# DATA SUPPLIED
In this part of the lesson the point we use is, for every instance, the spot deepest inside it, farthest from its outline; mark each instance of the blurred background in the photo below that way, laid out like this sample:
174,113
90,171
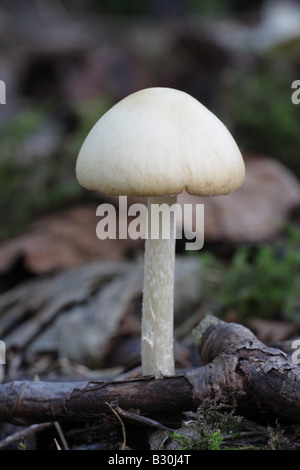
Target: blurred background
65,63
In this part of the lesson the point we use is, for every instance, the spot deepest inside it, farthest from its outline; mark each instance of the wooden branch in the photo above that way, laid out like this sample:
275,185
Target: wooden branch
236,366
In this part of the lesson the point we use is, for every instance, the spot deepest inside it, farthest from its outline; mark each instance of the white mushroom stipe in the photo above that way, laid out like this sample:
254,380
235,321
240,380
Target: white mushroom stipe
158,312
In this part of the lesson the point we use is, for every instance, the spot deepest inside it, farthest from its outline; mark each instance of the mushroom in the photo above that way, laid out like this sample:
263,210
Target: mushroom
157,142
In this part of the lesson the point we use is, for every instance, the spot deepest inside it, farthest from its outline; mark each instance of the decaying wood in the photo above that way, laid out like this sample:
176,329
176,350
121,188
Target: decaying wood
236,366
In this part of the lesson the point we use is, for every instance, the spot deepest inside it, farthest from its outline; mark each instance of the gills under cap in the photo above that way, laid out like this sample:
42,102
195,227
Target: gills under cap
160,141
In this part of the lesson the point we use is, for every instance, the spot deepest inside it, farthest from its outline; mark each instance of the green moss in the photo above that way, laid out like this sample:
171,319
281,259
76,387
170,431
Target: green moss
264,283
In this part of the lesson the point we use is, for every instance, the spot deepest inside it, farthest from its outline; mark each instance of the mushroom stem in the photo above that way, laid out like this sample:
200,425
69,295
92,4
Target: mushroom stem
158,294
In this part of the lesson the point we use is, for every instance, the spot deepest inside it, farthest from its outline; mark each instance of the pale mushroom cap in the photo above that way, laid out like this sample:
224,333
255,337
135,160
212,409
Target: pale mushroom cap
160,141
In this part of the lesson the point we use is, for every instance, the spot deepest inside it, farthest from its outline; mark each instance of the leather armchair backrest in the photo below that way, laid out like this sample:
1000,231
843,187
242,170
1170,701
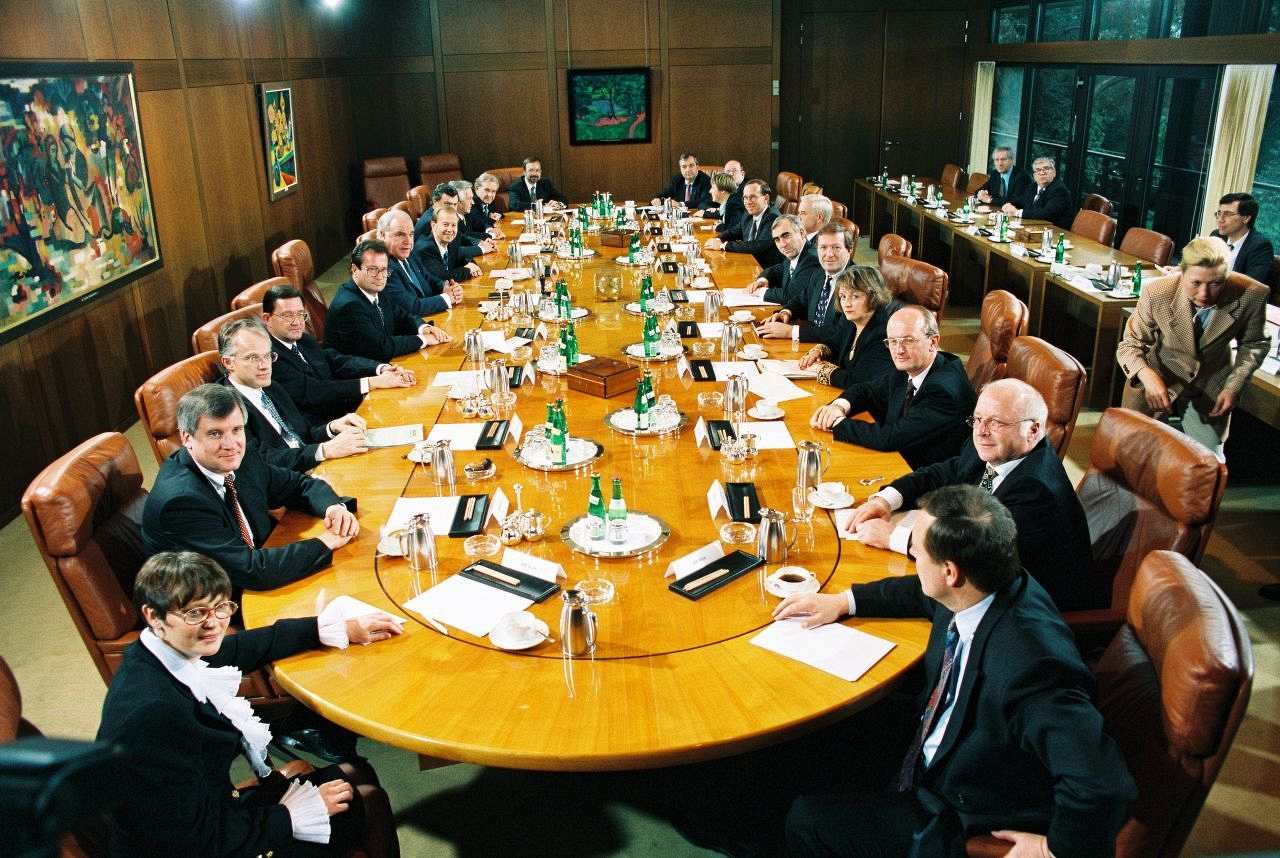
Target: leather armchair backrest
205,337
293,260
1148,487
892,245
1148,245
158,398
85,514
1002,318
434,169
1060,380
1173,688
385,181
254,293
915,282
1096,226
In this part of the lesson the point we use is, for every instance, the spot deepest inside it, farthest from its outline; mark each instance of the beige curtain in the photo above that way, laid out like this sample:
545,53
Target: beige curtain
979,141
1242,114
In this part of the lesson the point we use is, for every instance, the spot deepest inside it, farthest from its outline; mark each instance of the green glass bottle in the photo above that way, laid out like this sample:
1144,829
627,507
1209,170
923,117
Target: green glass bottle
616,516
595,509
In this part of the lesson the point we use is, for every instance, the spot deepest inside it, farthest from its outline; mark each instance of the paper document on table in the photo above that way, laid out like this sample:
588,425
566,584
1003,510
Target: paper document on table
835,648
744,299
467,605
394,436
786,368
776,388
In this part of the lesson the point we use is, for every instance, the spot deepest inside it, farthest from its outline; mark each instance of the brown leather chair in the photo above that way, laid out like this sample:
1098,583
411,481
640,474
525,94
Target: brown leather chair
156,400
254,293
1002,319
205,337
506,176
787,191
293,260
1096,226
1059,378
369,220
915,282
1097,202
1147,243
434,169
385,181
1173,688
952,177
1148,487
892,245
419,197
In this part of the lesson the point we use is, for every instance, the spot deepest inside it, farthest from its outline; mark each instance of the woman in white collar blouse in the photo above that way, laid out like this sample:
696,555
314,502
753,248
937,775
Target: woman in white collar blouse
174,706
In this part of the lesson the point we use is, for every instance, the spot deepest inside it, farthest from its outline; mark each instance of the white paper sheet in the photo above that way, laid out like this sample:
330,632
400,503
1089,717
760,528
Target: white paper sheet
394,436
835,648
466,605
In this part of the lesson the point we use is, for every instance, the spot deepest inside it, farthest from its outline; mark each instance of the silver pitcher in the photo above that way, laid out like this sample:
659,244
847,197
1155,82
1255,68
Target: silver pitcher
771,541
577,625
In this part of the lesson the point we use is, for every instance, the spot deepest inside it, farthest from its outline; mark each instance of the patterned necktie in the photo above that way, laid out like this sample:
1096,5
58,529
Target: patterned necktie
938,701
291,437
233,502
988,479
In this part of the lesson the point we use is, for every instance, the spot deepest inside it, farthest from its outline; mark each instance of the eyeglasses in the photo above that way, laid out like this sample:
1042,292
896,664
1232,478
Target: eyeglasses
195,616
992,423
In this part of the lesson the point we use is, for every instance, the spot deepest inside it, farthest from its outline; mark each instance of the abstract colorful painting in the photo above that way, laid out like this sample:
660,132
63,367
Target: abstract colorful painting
76,213
282,147
608,106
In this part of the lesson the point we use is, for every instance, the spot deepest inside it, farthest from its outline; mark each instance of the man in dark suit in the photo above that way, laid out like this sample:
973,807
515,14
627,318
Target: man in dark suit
533,186
324,383
753,231
357,323
1248,251
213,497
919,409
1046,199
408,286
1005,182
440,255
809,302
272,419
690,186
1010,457
1009,739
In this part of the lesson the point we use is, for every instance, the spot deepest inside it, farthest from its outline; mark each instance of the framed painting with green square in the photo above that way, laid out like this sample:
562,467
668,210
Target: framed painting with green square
278,138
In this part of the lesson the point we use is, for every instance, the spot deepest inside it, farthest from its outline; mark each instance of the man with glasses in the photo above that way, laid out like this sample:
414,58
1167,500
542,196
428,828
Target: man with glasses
357,323
1247,250
272,419
213,497
323,382
1045,200
919,409
1009,456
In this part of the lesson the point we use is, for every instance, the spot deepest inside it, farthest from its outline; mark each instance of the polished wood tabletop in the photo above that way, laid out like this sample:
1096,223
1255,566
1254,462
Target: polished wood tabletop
672,680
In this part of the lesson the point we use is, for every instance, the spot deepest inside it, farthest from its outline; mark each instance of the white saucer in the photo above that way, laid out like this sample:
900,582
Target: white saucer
844,501
513,631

# ACTIVITY
In the entries above, find each line that has the word "below". Copy it.

# COMPLETED TASK
In this part of the lesson the point we use is, for every instance, the spot deepest inside it, farthest from its outline; mark each instance of the blurred background in the photo below that way, laid out like this sample:
In this part of the lesson the point we use is, for every instance, the spot deepest inside it, farthest from its outline; mark each instance of the leather armchair backrest in the photo below that way, laid out like this sample:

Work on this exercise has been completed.